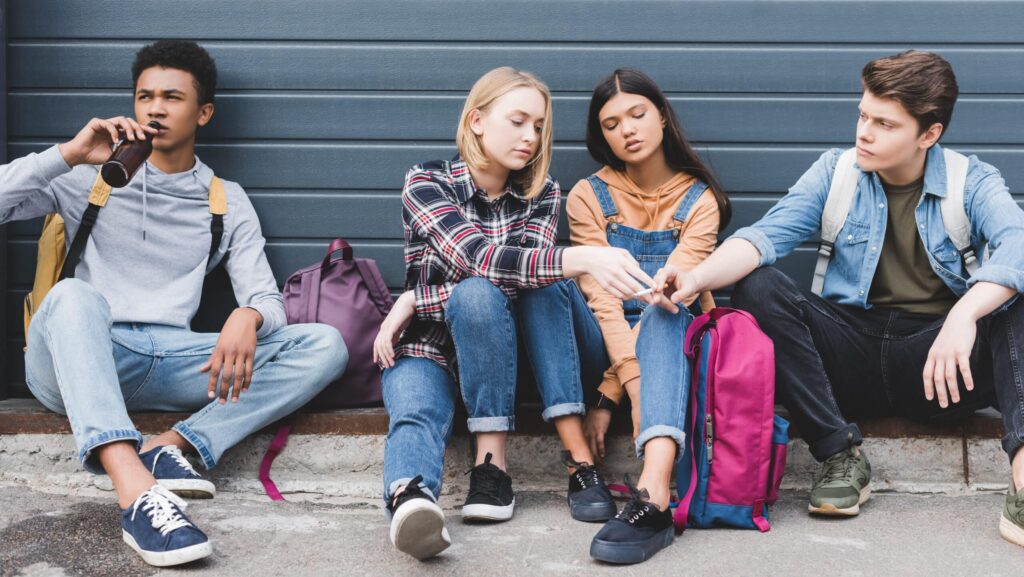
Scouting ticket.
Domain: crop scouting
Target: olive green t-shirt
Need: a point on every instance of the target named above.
(904, 278)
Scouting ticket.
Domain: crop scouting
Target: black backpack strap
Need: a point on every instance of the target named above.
(97, 199)
(78, 245)
(218, 207)
(216, 233)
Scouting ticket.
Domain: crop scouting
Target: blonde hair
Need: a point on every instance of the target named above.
(488, 88)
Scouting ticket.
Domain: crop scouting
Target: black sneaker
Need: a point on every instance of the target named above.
(491, 496)
(417, 523)
(635, 534)
(589, 497)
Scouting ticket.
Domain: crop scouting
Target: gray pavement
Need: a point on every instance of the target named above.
(43, 534)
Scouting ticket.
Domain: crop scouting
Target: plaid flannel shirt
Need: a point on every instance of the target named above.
(454, 232)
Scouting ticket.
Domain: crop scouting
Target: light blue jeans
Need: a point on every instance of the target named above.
(81, 364)
(665, 376)
(565, 349)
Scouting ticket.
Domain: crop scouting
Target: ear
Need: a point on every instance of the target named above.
(205, 114)
(930, 136)
(476, 122)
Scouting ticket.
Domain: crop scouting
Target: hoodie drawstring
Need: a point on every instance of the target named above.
(145, 166)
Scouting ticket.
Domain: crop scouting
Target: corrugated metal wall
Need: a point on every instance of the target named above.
(324, 105)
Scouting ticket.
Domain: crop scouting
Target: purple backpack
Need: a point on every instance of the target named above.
(735, 451)
(349, 294)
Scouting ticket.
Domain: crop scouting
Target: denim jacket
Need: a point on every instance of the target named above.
(995, 221)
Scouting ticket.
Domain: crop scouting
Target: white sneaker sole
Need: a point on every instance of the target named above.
(487, 512)
(832, 510)
(1011, 531)
(168, 559)
(189, 488)
(418, 529)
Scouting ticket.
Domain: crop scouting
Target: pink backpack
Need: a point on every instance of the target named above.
(735, 453)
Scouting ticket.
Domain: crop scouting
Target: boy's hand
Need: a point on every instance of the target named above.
(94, 142)
(949, 353)
(231, 361)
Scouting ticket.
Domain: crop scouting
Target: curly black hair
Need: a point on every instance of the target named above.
(179, 54)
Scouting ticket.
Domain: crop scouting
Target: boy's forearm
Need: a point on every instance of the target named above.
(730, 262)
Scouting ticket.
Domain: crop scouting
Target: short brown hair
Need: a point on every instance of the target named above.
(923, 82)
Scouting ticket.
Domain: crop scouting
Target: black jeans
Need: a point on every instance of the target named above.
(835, 362)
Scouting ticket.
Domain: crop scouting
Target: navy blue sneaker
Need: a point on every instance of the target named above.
(417, 522)
(635, 534)
(173, 471)
(157, 528)
(588, 497)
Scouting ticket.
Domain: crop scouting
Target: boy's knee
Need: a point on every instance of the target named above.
(760, 286)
——————————
• _SET PROBLEM_: Copy out every line above that contains the word "sneaker".

• _EXERCISE SOLUTION_:
Target: black sneaker
Target: white sneaker sole
Target: navy blue sneaker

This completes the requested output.